- To do
Go to the line containing "indicate the white" in the records below. Repeat it and the lines after it exactly, all the way to the end.

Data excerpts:
○ ○ ○ ○ ○ ○ ○

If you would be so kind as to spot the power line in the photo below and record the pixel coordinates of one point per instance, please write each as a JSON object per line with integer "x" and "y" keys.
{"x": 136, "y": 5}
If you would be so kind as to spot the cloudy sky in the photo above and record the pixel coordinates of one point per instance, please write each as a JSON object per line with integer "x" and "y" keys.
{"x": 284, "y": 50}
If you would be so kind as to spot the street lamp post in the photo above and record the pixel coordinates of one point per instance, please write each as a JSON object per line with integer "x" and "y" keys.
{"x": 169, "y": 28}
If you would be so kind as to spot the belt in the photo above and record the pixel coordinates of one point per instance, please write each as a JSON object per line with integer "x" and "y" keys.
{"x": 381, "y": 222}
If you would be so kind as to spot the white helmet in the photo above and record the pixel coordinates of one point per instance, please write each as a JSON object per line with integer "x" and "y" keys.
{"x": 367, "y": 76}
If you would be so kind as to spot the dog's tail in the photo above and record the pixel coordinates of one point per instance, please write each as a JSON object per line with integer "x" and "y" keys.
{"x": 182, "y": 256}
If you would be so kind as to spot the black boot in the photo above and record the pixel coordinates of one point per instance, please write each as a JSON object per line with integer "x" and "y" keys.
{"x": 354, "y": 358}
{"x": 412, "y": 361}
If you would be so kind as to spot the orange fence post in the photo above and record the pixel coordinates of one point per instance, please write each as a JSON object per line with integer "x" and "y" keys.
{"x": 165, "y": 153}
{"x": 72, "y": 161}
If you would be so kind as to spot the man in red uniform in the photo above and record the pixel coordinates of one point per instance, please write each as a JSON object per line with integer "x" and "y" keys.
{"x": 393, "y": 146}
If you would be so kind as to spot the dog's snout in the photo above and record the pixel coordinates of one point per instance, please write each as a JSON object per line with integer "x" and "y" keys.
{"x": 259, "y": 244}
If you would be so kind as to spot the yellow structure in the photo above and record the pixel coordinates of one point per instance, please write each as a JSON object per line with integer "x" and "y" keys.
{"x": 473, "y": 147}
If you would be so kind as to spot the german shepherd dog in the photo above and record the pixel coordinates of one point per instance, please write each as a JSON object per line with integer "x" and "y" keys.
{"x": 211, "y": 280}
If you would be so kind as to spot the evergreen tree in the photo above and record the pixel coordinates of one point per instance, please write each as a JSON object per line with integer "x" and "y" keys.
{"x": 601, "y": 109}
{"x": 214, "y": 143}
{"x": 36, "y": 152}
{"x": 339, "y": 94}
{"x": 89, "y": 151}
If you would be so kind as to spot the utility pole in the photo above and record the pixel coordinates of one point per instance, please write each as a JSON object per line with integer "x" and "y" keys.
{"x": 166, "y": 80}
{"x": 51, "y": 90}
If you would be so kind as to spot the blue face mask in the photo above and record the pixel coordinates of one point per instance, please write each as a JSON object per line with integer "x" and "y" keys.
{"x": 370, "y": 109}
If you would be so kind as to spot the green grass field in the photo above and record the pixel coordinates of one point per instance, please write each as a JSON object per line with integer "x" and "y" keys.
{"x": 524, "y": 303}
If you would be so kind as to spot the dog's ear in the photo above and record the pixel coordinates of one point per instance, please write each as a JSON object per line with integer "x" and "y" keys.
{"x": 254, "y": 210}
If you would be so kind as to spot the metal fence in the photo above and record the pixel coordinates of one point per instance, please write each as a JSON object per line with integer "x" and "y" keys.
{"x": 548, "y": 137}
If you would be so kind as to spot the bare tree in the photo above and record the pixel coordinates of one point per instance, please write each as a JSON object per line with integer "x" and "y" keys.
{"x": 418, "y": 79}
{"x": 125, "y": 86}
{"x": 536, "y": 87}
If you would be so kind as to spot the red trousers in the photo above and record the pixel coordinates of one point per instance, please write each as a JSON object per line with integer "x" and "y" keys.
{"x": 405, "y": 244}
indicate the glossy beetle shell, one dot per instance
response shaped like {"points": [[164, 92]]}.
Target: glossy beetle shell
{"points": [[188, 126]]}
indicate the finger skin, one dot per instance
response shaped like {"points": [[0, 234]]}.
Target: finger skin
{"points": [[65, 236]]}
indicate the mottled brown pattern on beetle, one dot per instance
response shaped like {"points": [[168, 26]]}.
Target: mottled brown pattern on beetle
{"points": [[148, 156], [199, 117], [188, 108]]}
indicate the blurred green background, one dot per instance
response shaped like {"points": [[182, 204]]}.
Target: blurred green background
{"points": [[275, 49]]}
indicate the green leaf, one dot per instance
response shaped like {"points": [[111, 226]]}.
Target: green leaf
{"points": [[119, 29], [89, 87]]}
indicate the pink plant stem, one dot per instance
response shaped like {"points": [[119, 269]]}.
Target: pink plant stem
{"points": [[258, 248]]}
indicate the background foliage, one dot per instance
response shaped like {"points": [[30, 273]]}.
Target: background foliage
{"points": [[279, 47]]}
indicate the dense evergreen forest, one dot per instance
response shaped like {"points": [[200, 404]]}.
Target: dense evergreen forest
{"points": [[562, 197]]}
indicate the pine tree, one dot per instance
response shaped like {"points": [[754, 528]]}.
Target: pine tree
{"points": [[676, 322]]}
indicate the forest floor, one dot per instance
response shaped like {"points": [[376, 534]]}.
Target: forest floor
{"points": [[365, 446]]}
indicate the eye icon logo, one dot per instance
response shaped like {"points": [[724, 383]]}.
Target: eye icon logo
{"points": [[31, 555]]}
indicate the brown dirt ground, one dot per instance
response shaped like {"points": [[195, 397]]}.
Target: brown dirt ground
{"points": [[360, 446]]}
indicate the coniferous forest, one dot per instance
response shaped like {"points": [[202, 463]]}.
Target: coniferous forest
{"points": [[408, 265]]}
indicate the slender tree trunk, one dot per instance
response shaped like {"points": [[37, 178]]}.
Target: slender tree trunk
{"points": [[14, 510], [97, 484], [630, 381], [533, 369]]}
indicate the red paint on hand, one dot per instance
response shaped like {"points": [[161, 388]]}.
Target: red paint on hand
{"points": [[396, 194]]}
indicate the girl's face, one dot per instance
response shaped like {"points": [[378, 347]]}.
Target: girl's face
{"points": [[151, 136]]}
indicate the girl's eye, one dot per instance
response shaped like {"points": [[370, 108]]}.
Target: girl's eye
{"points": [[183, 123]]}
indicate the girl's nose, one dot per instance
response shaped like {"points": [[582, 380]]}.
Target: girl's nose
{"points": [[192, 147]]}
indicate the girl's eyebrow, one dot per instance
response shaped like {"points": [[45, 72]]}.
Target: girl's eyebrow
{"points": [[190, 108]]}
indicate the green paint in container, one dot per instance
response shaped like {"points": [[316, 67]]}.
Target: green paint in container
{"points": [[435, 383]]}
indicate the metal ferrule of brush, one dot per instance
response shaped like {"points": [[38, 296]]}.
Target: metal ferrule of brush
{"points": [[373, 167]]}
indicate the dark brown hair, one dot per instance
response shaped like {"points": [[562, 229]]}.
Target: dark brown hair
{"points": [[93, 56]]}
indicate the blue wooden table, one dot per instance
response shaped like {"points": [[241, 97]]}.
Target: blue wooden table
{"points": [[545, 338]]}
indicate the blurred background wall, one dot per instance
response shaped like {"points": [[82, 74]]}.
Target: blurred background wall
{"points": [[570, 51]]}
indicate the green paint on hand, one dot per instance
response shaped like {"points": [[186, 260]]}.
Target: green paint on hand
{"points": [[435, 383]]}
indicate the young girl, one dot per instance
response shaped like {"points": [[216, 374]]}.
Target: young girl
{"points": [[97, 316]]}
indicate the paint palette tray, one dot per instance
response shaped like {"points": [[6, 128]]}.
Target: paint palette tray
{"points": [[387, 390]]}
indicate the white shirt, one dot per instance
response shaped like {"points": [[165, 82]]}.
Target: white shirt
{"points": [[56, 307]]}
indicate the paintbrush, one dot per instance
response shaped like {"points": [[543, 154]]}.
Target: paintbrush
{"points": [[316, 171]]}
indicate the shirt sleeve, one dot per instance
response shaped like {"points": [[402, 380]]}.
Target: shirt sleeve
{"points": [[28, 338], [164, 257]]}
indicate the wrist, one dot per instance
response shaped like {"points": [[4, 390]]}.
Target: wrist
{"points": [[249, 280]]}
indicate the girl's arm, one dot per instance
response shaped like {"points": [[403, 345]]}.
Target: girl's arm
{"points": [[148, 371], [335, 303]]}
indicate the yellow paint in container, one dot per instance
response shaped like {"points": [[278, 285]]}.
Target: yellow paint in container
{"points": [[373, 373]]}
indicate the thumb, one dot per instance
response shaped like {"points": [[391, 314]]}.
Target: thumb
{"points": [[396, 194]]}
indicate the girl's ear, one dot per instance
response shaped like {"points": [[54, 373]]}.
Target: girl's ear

○ ○ ○ ○ ○ ○ ○

- Response to this exercise
indicate the white shirt, one dot per instance
response shaped like {"points": [[165, 82]]}.
Target: white shirt
{"points": [[56, 307]]}
indicate the paintbrush, one dot per instance
response shaped like {"points": [[543, 154]]}.
Target: paintbrush
{"points": [[316, 171]]}
indicate the shirt sleeve, one dot per instance
response shaped like {"points": [[402, 380]]}.
Target: shirt sleeve
{"points": [[28, 338], [164, 257]]}
indicate the wrist, one dot per instance
response shaped like {"points": [[4, 390]]}.
Target: wrist
{"points": [[249, 280]]}
indicate the girl's arm, one dot per instance
response shaped like {"points": [[403, 345]]}.
Target: girl's arm
{"points": [[148, 371], [335, 303]]}
indicate the yellow paint in container, one dot per instance
response shaped like {"points": [[278, 285]]}.
Target: yellow paint in container
{"points": [[373, 373]]}
indicate the thumb, one dot per instance
response shaped like {"points": [[391, 314]]}.
Target: thumb
{"points": [[396, 194]]}
indicate the girl's ear, one dot per instance
response shaped like {"points": [[54, 373]]}.
Target: girl's ear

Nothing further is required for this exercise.